- [RECORDS SHOWN]:
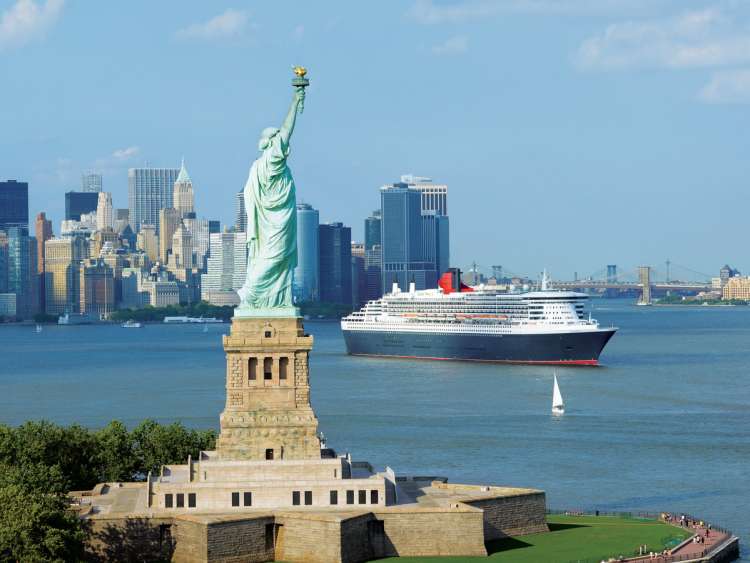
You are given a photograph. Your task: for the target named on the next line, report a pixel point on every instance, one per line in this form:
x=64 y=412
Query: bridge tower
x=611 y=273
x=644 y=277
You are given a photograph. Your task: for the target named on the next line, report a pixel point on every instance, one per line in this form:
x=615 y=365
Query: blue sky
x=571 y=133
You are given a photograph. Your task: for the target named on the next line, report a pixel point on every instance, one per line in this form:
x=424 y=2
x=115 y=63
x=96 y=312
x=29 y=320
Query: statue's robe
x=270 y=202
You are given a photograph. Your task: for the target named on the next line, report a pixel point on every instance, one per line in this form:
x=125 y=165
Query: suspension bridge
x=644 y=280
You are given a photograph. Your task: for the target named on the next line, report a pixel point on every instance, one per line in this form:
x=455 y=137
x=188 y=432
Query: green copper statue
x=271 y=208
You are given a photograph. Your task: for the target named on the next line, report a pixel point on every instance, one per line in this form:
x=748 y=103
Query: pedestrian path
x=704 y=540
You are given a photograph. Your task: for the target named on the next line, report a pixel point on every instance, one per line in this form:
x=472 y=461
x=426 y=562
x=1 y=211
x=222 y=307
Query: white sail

- [TASK]: Can you transcribe every one of the records above word for word, leaving the pictures out?

- [ANSWER TO THIS PROBLEM]:
You are given a photograph. Your task: for the target named on the next line, report a pixel point on every instance, one per line in this form:
x=64 y=412
Query: bridge tower
x=611 y=273
x=644 y=277
You are given a photograph. Your task: for the target named on the next line, report a pixel point on every instance, one per line in this form:
x=615 y=365
Query: blue sky
x=571 y=133
You are given a photograph. Your task: for the target named on the next line, report a pixel point on every instance, one per line in this form:
x=424 y=2
x=115 y=63
x=96 y=312
x=29 y=320
Query: statue's robe
x=270 y=202
You are given a photograph. Your task: for the target named on the next line, report a pixel point on every instance, one per line in this form:
x=125 y=165
Query: suspension bridge
x=644 y=280
You are given a photograph. Your task: for the target named on the next line, report a pixel point on every instance, one per line in this form:
x=455 y=137
x=188 y=432
Query: green copper statue
x=271 y=208
You are given a photograph. Your task: for the target named on the next line, report a pixel point on every instance, one per line in this form:
x=748 y=103
Query: pedestrian path
x=704 y=540
You are given a photograph. Your task: for the target named on the next line, report a pixel point on every instance, one per line in this form:
x=472 y=461
x=426 y=562
x=1 y=211
x=222 y=307
Query: white sail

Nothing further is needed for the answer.